═══ Texto
Skywork/SkyReels-V2-DF-14B-720P-Diffusers

Skywork

Texto a video

Modelo generativo de video de 14B parámetros de la serie SkyReels V2, orientado a generación cinematográfica de larga duración a 720p mediante Diffusion Forcing autoregresivo. Soporta texto a video, imagen a video y extensión de video, con inferencia síncrona o asíncrona para mejorar la consistencia temporal en secuencias largas.

Como usar

Instalación básica con Diffusers:
pip install -U diffusers transformers accelerate

Ejemplo rápido de texto a video con Diffusers:
# pip install ftfy
import torch
from diffusers import AutoModel, SkyReelsV2DiffusionForcingPipeline, UniPCMultistepScheduler
from diffusers.utils import export_to_video

model_id = "Skywork/SkyReels-V2-DF-14B-720P-Diffusers"
vae = AutoModel.from_pretrained(model_id, subfolder="vae", torch_dtype=torch.float32)
pipeline = SkyReelsV2DiffusionForcingPipeline.from_pretrained(
    model_id, vae=vae, torch_dtype=torch.bfloat16
)
flow_shift = 8.0 # 8.0 for T2V, 5.0 for I2V
pipeline.scheduler = UniPCMultistepScheduler.from_config(pipeline.scheduler.config, flow_shift=flow_shift)
pipeline = pipeline.to("cuda")

prompt = "A cat and a dog baking a cake together in a kitchen. The cat is carefully measuring flour, while the dog is stirring the batter with a wooden spoon. The kitchen is cozy, with sunlight streaming through the window."
output = pipeline(
    prompt=prompt,
    num_inference_steps=30,
    height=544, # 720 for 720P
    width=960, # 1280 for 720P
    num_frames=97,
    base_num_frames=97, # 121 for 720P
    ar_step=5,
    causal_block_size=5,
    overlap_history=None, # 17 for long video generations
    addnoise_condition=20,
).frames[0]
export_to_video(output, "video.mp4", fps=24, quality=8)

Ejemplo de imagen a video con fotograma inicial y final:
import numpy as np
import torch
import torchvision.transforms.functional as TF
from diffusers import AutoencoderKLWan, SkyReelsV2DiffusionForcingImageToVideoPipeline, UniPCMultistepScheduler
from diffusers.utils import export_to_video, load_image

model_id = "Skywork/SkyReels-V2-DF-14B-720P-Diffusers"
vae = AutoencoderKLWan.from_pretrained(model_id, subfolder="vae", torch_dtype=torch.float32)
pipeline = SkyReelsV2DiffusionForcingImageToVideoPipeline.from_pretrained(
    model_id, vae=vae, torch_dtype=torch.bfloat16
)
══════
■ **Objetivo planteado 1**:
Responde a partir de la ficha del modelo SkyReels V2:
(a) ¿Cuántos parámetros tiene el modelo según la descripción inicial?
(b) ¿Qué valor de flow_shift indica el comentario del código para imagen a video?
(c) ¿Con cuántos fps se exporta el video en el ejemplo rápido de texto a video?
═══ Datos de la tarea
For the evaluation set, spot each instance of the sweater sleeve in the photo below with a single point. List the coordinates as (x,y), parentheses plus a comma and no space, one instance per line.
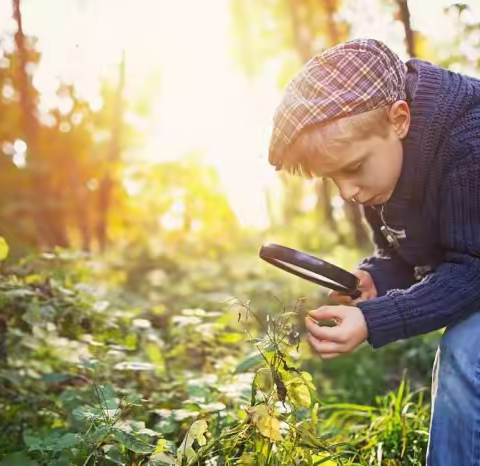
(453,290)
(387,268)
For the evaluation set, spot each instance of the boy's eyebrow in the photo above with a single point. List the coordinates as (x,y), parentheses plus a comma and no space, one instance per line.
(348,165)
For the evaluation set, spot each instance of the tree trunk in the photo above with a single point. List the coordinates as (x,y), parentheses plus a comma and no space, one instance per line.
(106,183)
(38,183)
(404,13)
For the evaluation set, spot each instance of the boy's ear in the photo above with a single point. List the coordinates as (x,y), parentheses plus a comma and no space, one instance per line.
(399,117)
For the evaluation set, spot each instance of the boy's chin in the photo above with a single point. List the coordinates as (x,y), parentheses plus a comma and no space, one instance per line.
(377,200)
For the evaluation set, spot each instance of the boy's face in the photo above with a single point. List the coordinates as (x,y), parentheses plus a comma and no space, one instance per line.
(365,171)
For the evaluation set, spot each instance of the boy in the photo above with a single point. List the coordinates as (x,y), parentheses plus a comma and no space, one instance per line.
(404,141)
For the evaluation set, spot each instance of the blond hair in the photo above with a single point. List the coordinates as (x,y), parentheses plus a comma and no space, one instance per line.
(313,140)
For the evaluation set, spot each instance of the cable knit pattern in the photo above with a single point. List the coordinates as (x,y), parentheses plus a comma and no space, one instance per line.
(437,202)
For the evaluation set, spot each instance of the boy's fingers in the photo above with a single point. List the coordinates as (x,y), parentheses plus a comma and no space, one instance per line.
(339,298)
(329,355)
(324,347)
(324,333)
(327,312)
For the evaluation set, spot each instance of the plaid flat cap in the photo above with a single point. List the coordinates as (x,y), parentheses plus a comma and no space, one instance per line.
(348,79)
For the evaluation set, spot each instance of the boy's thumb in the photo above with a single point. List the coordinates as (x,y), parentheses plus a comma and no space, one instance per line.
(325,312)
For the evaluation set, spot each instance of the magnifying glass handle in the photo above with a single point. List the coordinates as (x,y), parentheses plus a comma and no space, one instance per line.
(356,294)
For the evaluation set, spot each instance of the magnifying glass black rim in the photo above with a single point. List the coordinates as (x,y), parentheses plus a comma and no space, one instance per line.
(277,255)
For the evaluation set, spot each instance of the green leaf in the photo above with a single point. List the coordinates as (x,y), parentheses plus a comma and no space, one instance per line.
(115,455)
(249,363)
(132,443)
(17,459)
(3,248)
(230,337)
(299,395)
(166,426)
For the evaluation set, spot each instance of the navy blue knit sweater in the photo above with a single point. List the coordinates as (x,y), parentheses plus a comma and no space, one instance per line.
(434,213)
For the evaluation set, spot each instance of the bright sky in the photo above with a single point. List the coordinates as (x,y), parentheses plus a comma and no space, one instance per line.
(204,104)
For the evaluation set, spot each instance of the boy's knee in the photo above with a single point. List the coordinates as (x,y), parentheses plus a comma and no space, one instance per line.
(459,371)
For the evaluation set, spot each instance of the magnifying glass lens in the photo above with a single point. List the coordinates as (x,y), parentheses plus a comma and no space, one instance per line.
(308,273)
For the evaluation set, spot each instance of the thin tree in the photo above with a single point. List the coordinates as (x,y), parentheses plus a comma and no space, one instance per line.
(107,182)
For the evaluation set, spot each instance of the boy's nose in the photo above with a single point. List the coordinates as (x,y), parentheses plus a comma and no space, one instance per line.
(348,191)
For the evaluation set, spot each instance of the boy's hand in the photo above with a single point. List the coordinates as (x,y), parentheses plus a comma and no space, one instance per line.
(329,342)
(366,286)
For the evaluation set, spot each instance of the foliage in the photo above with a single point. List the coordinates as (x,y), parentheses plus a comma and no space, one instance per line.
(92,377)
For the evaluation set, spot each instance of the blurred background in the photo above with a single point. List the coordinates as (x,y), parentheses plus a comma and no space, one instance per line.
(133,158)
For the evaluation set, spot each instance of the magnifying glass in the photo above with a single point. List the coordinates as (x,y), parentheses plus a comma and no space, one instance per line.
(311,268)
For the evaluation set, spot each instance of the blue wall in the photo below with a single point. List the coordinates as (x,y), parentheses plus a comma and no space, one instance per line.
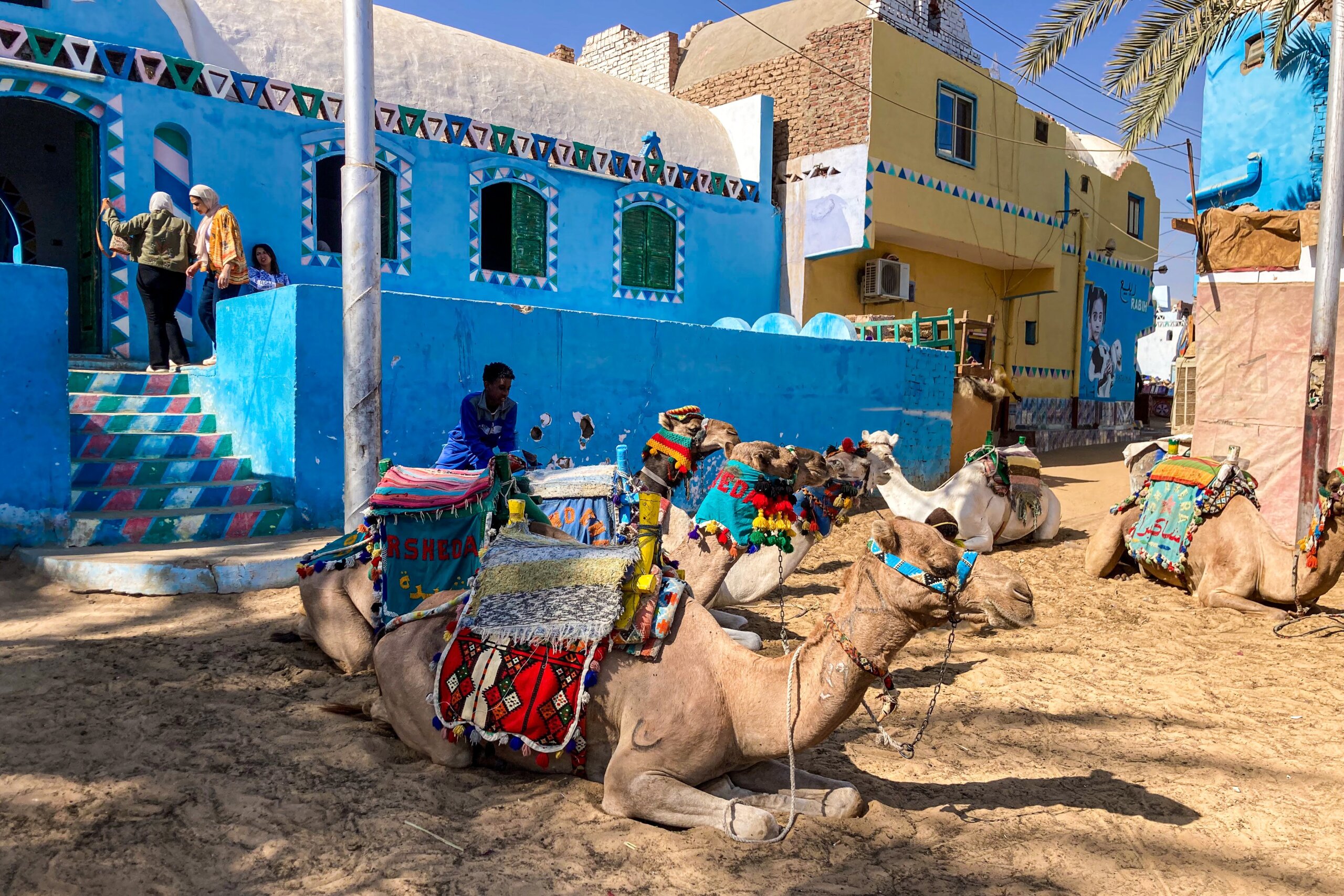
══════
■ **Objetivo planteado 2**:
Filtra los registros y copia cada línea que contenga la cadena "below".

■ **Solución desarrollada 1**:
(a) 14B parámetros.
(b) 5.0.
(c) 24 fps.

■ **Solución desarrollada 2**:
For the evaluation set, spot each instance of the sweater sleeve in the photo below with a single point. List the coordinates as (x,y), parentheses plus a comma and no space, one instance per line.
For the evaluation set, spot each instance of the blue wall in the photo below with a single point. List the coordinates as (x,y), parentheses plus a comma and no space, one instance per line.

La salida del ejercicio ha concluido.